#### Exercise details:
Write out all of the rows below word for word, but leave out the pictures.

Collection rows:
━━━━━━━━

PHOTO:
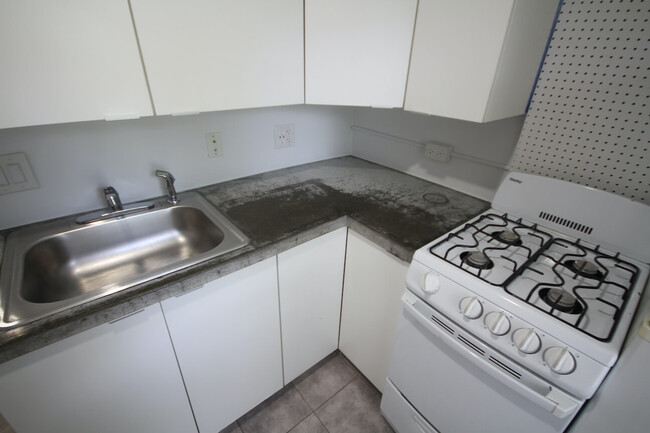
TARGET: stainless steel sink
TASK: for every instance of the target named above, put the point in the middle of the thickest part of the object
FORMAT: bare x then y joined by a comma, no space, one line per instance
51,267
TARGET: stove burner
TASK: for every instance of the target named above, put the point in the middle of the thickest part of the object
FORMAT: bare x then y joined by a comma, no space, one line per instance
507,237
561,300
476,259
585,269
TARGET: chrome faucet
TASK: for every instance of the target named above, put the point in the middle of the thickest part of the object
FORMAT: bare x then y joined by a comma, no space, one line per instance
112,199
169,183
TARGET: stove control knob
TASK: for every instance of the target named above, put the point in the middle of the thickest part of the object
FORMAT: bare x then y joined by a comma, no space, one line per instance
497,323
560,360
471,307
431,283
526,340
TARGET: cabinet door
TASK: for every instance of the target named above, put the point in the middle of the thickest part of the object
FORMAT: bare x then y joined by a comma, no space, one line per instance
206,55
227,340
476,60
311,281
357,51
372,289
117,377
67,61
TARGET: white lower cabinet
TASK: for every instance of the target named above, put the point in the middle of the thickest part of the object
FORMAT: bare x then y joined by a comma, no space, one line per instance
117,377
373,286
227,340
311,279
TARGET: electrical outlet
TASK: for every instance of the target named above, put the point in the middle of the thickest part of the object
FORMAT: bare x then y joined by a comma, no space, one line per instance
213,143
284,136
438,151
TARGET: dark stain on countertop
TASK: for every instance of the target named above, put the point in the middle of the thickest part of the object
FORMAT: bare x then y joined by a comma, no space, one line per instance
278,210
402,209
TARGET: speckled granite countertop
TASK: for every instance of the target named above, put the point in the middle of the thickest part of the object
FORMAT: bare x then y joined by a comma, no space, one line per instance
278,210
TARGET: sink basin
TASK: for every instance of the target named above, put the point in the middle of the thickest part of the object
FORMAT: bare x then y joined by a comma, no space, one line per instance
49,268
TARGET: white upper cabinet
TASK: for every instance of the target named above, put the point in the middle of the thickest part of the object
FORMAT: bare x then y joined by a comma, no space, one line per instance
66,60
357,51
207,55
477,60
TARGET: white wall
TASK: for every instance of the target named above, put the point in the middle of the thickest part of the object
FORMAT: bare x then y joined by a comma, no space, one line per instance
493,141
72,162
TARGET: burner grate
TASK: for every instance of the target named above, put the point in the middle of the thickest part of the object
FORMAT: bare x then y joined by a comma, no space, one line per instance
477,242
590,291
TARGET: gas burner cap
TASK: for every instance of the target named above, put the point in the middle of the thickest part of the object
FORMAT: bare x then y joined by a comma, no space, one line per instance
476,259
561,300
585,269
507,237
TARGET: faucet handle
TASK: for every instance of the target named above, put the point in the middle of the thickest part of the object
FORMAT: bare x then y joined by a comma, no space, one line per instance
165,175
169,183
112,199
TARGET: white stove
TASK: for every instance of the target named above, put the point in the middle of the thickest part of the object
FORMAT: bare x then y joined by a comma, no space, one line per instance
541,288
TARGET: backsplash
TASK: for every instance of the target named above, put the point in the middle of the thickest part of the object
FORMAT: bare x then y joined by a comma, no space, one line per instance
588,119
396,138
73,161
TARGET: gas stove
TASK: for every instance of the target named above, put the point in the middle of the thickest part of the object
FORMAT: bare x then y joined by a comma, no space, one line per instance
544,277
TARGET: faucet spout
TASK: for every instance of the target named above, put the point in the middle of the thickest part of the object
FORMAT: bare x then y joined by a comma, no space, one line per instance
169,183
112,199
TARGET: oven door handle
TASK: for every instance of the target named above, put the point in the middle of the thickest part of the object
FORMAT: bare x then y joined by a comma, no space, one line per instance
550,399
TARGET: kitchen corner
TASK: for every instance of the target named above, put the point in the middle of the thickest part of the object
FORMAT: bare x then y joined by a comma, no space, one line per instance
279,210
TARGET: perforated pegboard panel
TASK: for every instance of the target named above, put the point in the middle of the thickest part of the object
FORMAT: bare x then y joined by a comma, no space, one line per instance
588,119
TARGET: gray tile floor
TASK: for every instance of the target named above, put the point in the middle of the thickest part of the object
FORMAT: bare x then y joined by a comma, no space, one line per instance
331,397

━━━━━━━━

#### Solution for this exercise:
PHOTO:
TARGET: stainless steel sink
TASK: for every instance of the target named above, put the point in the middle of the thickest part of the object
FORMAT: bare x then y joined by a comma, no space, one line per instance
51,267
TARGET: stove burner
TASK: for every instance of the target named above, put the point in the middle of the thickest part of the object
FORMAT: bare x then y joined by a comma, no space, one line per instance
507,237
561,300
476,259
585,269
TARGET: chrome faucet
TASK: for every instance of the target named above, put the point in the middle of the thickest part of the object
FORMAT: bare x then y joined by a comma, no space, one line per instance
112,199
169,183
TARGET: stove control knob
TASK: for every instance of the target named above, put the point in the middle of the thickest part of the object
FORMAT: bare x then y joined by a comma, no space, one line per instance
497,323
560,360
471,307
431,283
526,340
TARGET: cabinet door
TASK: for every instance of the target named above, put the point in the middle of the thickest part of the object
FORMAT: bare x then y joined by a comma, no space, one line per instance
206,55
227,340
476,60
311,281
357,51
372,289
117,377
67,61
TARGET: white lower cabinet
TASK: for every instance of the target named above, put the point in the middle of the thickest part of the object
FORMAT: bare x then y joined by a comma, no space, one line per instance
117,377
373,286
227,340
311,279
TARGET: electrical outlet
TASK: for every instance of the target named above, put the point in the middle of the thickest part of the object
FORMAT: bare x then y joined by a comma, no space, one line per instance
213,143
284,136
438,151
TARGET: dark stain on countertop
TASK: for every instance of the target named above, put the point in the middle of the thickest part of the object
FORMAT: bare x then y joined by a comma, no space, one line per instance
278,210
402,209
TARGET: speckled granite countertop
TASK: for every instance of the target named above, put the point in the middle of the thickest part of the object
FORMAT: bare x then y joined by a comma, no space, one line per instance
278,210
TARGET: sink basin
TASK: for every instance of the target named above, put the point in the middle of the thickest part of the object
FORMAT: bare x then y joined by a comma, no space, one line per instance
49,268
TARGET: white upper cabinet
TASK: for every instance of the target named above, put the point in the middle of the thickest part of the object
FORMAT: bare x then y joined by a comma, no space, one line per instance
66,60
357,51
207,55
477,60
TARGET: white wall
TASK: for every instance of the target named above, put the point in the middle of the thickest part of the object
FORMAT: bare x then y joined by a comma, no space, one line per instance
493,141
72,162
TARGET: burner grate
TASK: for every instance of the target named above, put the point in the middle of the thickest part of the object
FORMAT: bare x then y joined by a comma, no space, one line per instance
477,242
590,291
TARGET: gas burner cap
TASK: for every instance of the target named above, put the point in the middle of the thickest part of the object
FORMAT: bare x then y joined by a comma, no space, one line per instance
476,259
561,300
585,269
507,237
TARGET: faucet handle
TASK: for every instance of the target named above, put the point in the middle of the thickest part of the object
FORMAT: bare x then y joined by a comma, no space, one line per instance
165,175
169,183
112,199
TARGET: white stove
TASK: for every instance of the target named above, put the point in the middle of the thickest part of the object
FORMAT: bare x then y joined by a comma, no space, one line per instance
541,288
TARGET: backsplash
TASK: for every instance of the target named above, put the point in the middle of the thickest part of the object
FORMAT: bare x then y joined by a comma, no space, one line per instance
588,119
396,138
73,161
TARGET: gas stove
TASK: for every instance of the target named above, put the point in the middle of the thickest part of the object
FORMAT: bare x then y joined by a comma, no space, one line per instance
544,277
TARGET: faucet spout
TASK: for every instance of the target named above, put the point in the middle of the thickest part of the object
FORMAT: bare x then y joined by a comma, no space, one line per instance
169,183
112,199
TARGET: oven door handle
TASK: for every instance of the target named above, put the point in the middle of the thickest part of the object
FORMAT: bare x then y joined by a comma, no space, one line per instance
550,399
TARGET: kitchen corner
TASK: for every instance of the target named above, put the point in the middle of the thickest part of the object
FORMAT: bare x then y joined by a comma, no space, one line per instance
279,210
TARGET: perforated pegboard panel
TASK: for every instance of the target named above, put the point in the middle of the thickest part of the object
FORMAT: bare x then y joined by a comma, no space, one line per instance
588,119
TARGET: gray tile floor
TASK: for every instance of the target named above, put the point in the middle of the thickest part of the object
FORMAT: bare x then y joined by a comma, no space, one line per instance
331,397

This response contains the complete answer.